**Data to use**

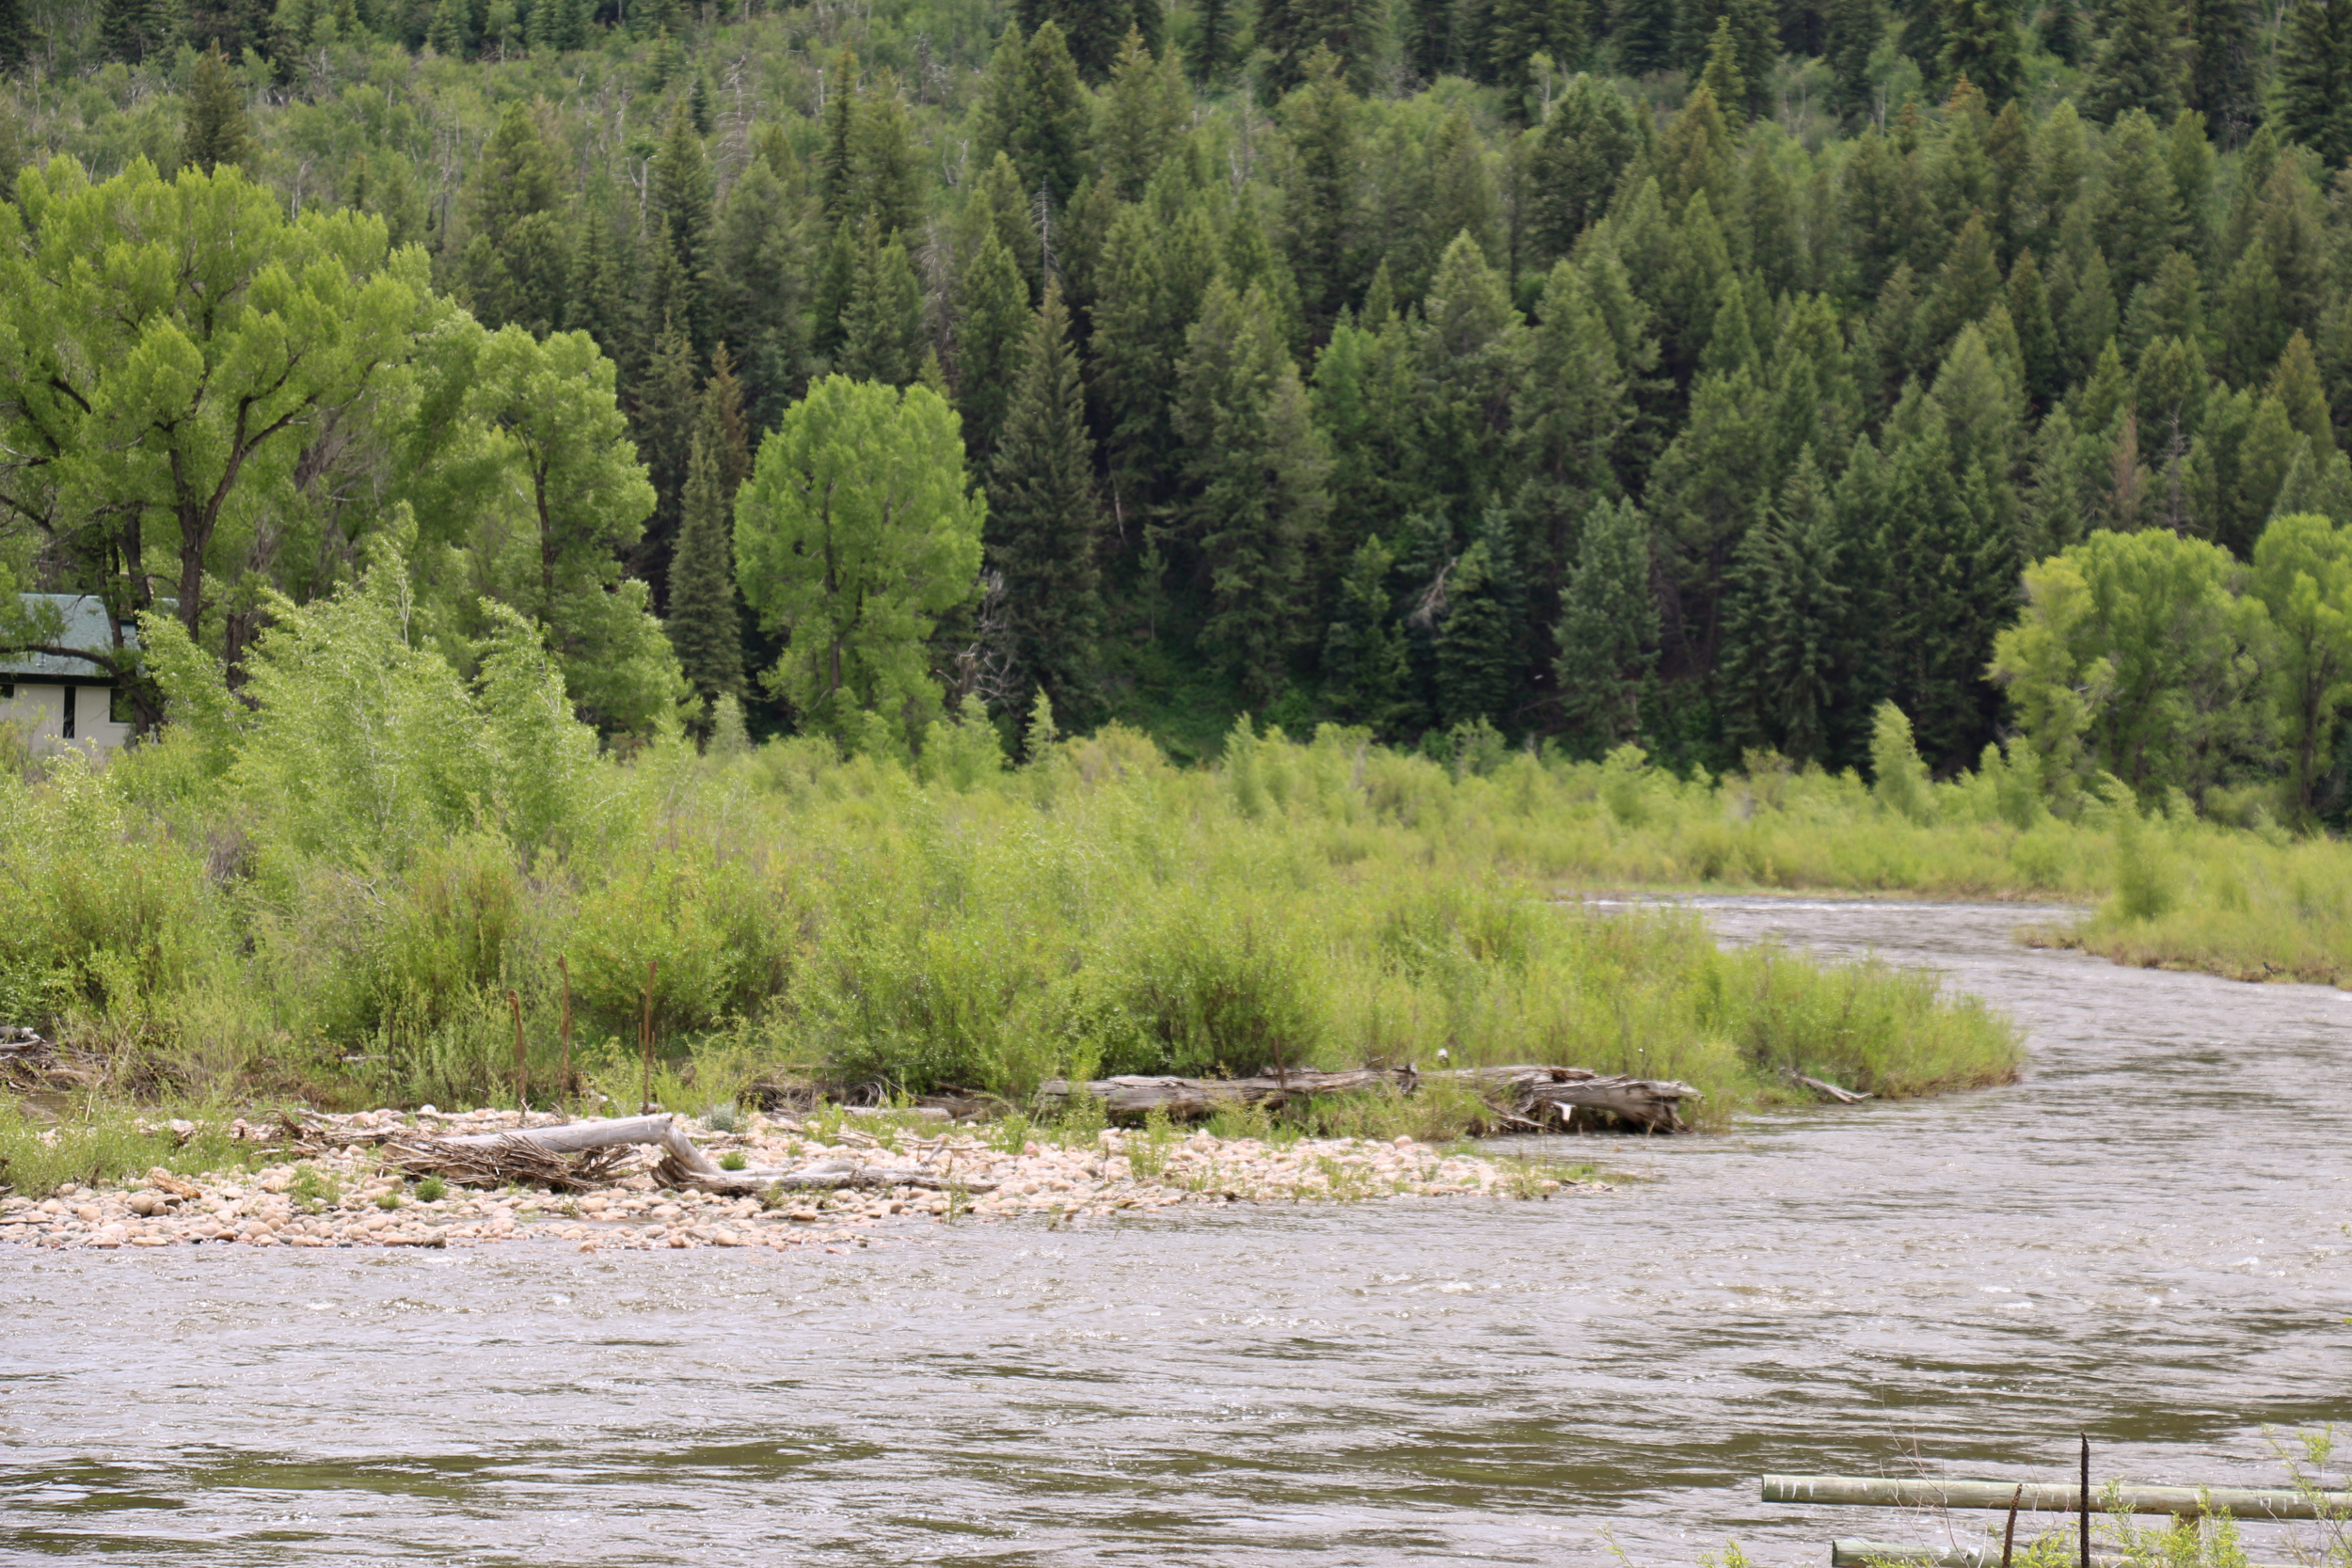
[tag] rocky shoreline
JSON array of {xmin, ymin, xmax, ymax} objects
[{"xmin": 0, "ymin": 1107, "xmax": 1604, "ymax": 1252}]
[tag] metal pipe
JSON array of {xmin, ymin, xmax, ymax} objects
[{"xmin": 1764, "ymin": 1476, "xmax": 2349, "ymax": 1520}]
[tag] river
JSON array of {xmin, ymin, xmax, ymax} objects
[{"xmin": 3, "ymin": 899, "xmax": 2347, "ymax": 1565}]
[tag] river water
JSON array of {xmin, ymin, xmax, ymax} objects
[{"xmin": 3, "ymin": 899, "xmax": 2347, "ymax": 1566}]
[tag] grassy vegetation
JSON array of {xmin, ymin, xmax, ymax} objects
[{"xmin": 0, "ymin": 686, "xmax": 2030, "ymax": 1136}]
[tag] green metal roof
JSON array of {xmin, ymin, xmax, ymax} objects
[{"xmin": 0, "ymin": 594, "xmax": 141, "ymax": 683}]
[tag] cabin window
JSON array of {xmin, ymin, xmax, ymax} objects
[
  {"xmin": 109, "ymin": 686, "xmax": 135, "ymax": 725},
  {"xmin": 61, "ymin": 686, "xmax": 74, "ymax": 739},
  {"xmin": 0, "ymin": 683, "xmax": 11, "ymax": 699}
]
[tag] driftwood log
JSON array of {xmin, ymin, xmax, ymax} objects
[
  {"xmin": 1035, "ymin": 1064, "xmax": 1701, "ymax": 1132},
  {"xmin": 379, "ymin": 1113, "xmax": 996, "ymax": 1196}
]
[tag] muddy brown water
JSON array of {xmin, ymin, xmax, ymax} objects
[{"xmin": 3, "ymin": 898, "xmax": 2347, "ymax": 1565}]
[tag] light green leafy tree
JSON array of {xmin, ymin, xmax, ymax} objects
[
  {"xmin": 734, "ymin": 376, "xmax": 985, "ymax": 753},
  {"xmin": 0, "ymin": 157, "xmax": 429, "ymax": 688},
  {"xmin": 1989, "ymin": 529, "xmax": 2268, "ymax": 813},
  {"xmin": 400, "ymin": 318, "xmax": 681, "ymax": 735},
  {"xmin": 2249, "ymin": 512, "xmax": 2352, "ymax": 823}
]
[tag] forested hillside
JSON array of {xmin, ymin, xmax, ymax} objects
[{"xmin": 6, "ymin": 0, "xmax": 2352, "ymax": 806}]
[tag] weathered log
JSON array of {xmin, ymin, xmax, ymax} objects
[
  {"xmin": 1034, "ymin": 1063, "xmax": 1700, "ymax": 1132},
  {"xmin": 660, "ymin": 1156, "xmax": 998, "ymax": 1196},
  {"xmin": 1767, "ymin": 1476, "xmax": 2351, "ymax": 1521},
  {"xmin": 1788, "ymin": 1070, "xmax": 1872, "ymax": 1103},
  {"xmin": 1831, "ymin": 1543, "xmax": 2291, "ymax": 1568}
]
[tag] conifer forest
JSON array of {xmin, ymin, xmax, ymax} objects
[{"xmin": 7, "ymin": 0, "xmax": 2352, "ymax": 816}]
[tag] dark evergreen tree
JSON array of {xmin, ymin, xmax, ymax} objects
[
  {"xmin": 839, "ymin": 216, "xmax": 927, "ymax": 386},
  {"xmin": 1405, "ymin": 0, "xmax": 1455, "ymax": 76},
  {"xmin": 1283, "ymin": 51, "xmax": 1363, "ymax": 336},
  {"xmin": 1018, "ymin": 0, "xmax": 1134, "ymax": 79},
  {"xmin": 1323, "ymin": 535, "xmax": 1413, "ymax": 734},
  {"xmin": 0, "ymin": 0, "xmax": 37, "ymax": 71},
  {"xmin": 1097, "ymin": 29, "xmax": 1189, "ymax": 199},
  {"xmin": 1486, "ymin": 0, "xmax": 1592, "ymax": 121},
  {"xmin": 650, "ymin": 99, "xmax": 717, "ymax": 354},
  {"xmin": 1526, "ymin": 74, "xmax": 1642, "ymax": 259},
  {"xmin": 1613, "ymin": 0, "xmax": 1679, "ymax": 71},
  {"xmin": 181, "ymin": 47, "xmax": 251, "ymax": 175},
  {"xmin": 1259, "ymin": 0, "xmax": 1384, "ymax": 96},
  {"xmin": 633, "ymin": 321, "xmax": 701, "ymax": 607},
  {"xmin": 1719, "ymin": 449, "xmax": 1849, "ymax": 763},
  {"xmin": 1820, "ymin": 0, "xmax": 1880, "ymax": 114},
  {"xmin": 708, "ymin": 153, "xmax": 810, "ymax": 433},
  {"xmin": 1173, "ymin": 280, "xmax": 1333, "ymax": 702},
  {"xmin": 457, "ymin": 102, "xmax": 571, "ymax": 336},
  {"xmin": 567, "ymin": 191, "xmax": 646, "ymax": 390},
  {"xmin": 2280, "ymin": 0, "xmax": 2352, "ymax": 170},
  {"xmin": 1554, "ymin": 496, "xmax": 1658, "ymax": 750},
  {"xmin": 668, "ymin": 429, "xmax": 745, "ymax": 711},
  {"xmin": 2042, "ymin": 0, "xmax": 2087, "ymax": 63},
  {"xmin": 1938, "ymin": 0, "xmax": 2024, "ymax": 102},
  {"xmin": 989, "ymin": 285, "xmax": 1104, "ymax": 721},
  {"xmin": 1196, "ymin": 0, "xmax": 1238, "ymax": 81},
  {"xmin": 2184, "ymin": 0, "xmax": 2258, "ymax": 146},
  {"xmin": 952, "ymin": 230, "xmax": 1031, "ymax": 465},
  {"xmin": 1433, "ymin": 518, "xmax": 1526, "ymax": 729},
  {"xmin": 2087, "ymin": 0, "xmax": 2187, "ymax": 125},
  {"xmin": 1003, "ymin": 21, "xmax": 1090, "ymax": 208}
]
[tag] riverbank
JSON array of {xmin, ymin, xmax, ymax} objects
[{"xmin": 0, "ymin": 1107, "xmax": 1605, "ymax": 1250}]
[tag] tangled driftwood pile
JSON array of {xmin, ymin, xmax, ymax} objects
[{"xmin": 1036, "ymin": 1063, "xmax": 1704, "ymax": 1132}]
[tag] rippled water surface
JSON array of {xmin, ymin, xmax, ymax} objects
[{"xmin": 4, "ymin": 899, "xmax": 2348, "ymax": 1565}]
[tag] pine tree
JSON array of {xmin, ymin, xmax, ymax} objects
[
  {"xmin": 1526, "ymin": 74, "xmax": 1642, "ymax": 260},
  {"xmin": 634, "ymin": 321, "xmax": 702, "ymax": 607},
  {"xmin": 1938, "ymin": 0, "xmax": 2024, "ymax": 103},
  {"xmin": 1554, "ymin": 496, "xmax": 1658, "ymax": 751},
  {"xmin": 1019, "ymin": 0, "xmax": 1135, "ymax": 79},
  {"xmin": 1196, "ymin": 0, "xmax": 1237, "ymax": 81},
  {"xmin": 1173, "ymin": 280, "xmax": 1333, "ymax": 702},
  {"xmin": 1820, "ymin": 0, "xmax": 1880, "ymax": 116},
  {"xmin": 2280, "ymin": 0, "xmax": 2352, "ymax": 170},
  {"xmin": 101, "ymin": 0, "xmax": 178, "ymax": 62},
  {"xmin": 1323, "ymin": 535, "xmax": 1412, "ymax": 734},
  {"xmin": 1004, "ymin": 21, "xmax": 1089, "ymax": 208},
  {"xmin": 840, "ymin": 215, "xmax": 927, "ymax": 386},
  {"xmin": 0, "ymin": 0, "xmax": 34, "ymax": 72},
  {"xmin": 426, "ymin": 0, "xmax": 471, "ymax": 55},
  {"xmin": 1097, "ymin": 29, "xmax": 1188, "ymax": 199},
  {"xmin": 1259, "ymin": 0, "xmax": 1384, "ymax": 97},
  {"xmin": 1434, "ymin": 526, "xmax": 1525, "ymax": 729},
  {"xmin": 1283, "ymin": 50, "xmax": 1363, "ymax": 336},
  {"xmin": 1720, "ymin": 450, "xmax": 1850, "ymax": 763},
  {"xmin": 2009, "ymin": 248, "xmax": 2061, "ymax": 408},
  {"xmin": 567, "ymin": 192, "xmax": 646, "ymax": 390},
  {"xmin": 667, "ymin": 431, "xmax": 745, "ymax": 708},
  {"xmin": 2184, "ymin": 0, "xmax": 2258, "ymax": 145},
  {"xmin": 2087, "ymin": 0, "xmax": 2187, "ymax": 125},
  {"xmin": 457, "ymin": 102, "xmax": 572, "ymax": 335},
  {"xmin": 650, "ymin": 99, "xmax": 716, "ymax": 354},
  {"xmin": 988, "ymin": 285, "xmax": 1103, "ymax": 720},
  {"xmin": 708, "ymin": 153, "xmax": 810, "ymax": 433},
  {"xmin": 180, "ymin": 47, "xmax": 251, "ymax": 175},
  {"xmin": 1486, "ymin": 0, "xmax": 1590, "ymax": 122},
  {"xmin": 952, "ymin": 230, "xmax": 1032, "ymax": 465},
  {"xmin": 1613, "ymin": 0, "xmax": 1678, "ymax": 72}
]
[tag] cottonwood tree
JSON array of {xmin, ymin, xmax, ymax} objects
[
  {"xmin": 734, "ymin": 376, "xmax": 985, "ymax": 753},
  {"xmin": 399, "ymin": 320, "xmax": 679, "ymax": 734},
  {"xmin": 0, "ymin": 158, "xmax": 428, "ymax": 688}
]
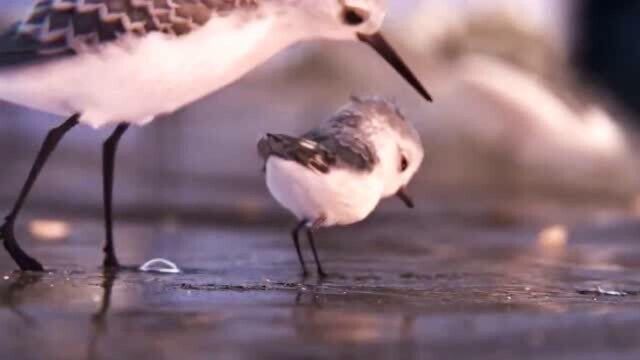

**Task statement**
Copy exactly the stretch of data above from the line with "[tag] metal pipe" through the line with "[tag] cabin window", and omit all other lines.

**Response for this exercise**
[tag] metal pipe
JSON array of {xmin, ymin, xmax, ymax} objects
[{"xmin": 1764, "ymin": 1476, "xmax": 2349, "ymax": 1520}]
[tag] river
JSON array of {xmin, ymin, xmax, ymax} objects
[{"xmin": 3, "ymin": 899, "xmax": 2347, "ymax": 1565}]
[tag] river water
JSON array of {xmin, ymin, xmax, ymax} objects
[{"xmin": 3, "ymin": 899, "xmax": 2347, "ymax": 1566}]
[tag] grassy vegetation
JSON array of {xmin, ymin, xmax, ymax} objects
[{"xmin": 0, "ymin": 686, "xmax": 2030, "ymax": 1136}]
[tag] green metal roof
JSON array of {xmin, ymin, xmax, ymax} objects
[{"xmin": 0, "ymin": 594, "xmax": 141, "ymax": 683}]
[tag] cabin window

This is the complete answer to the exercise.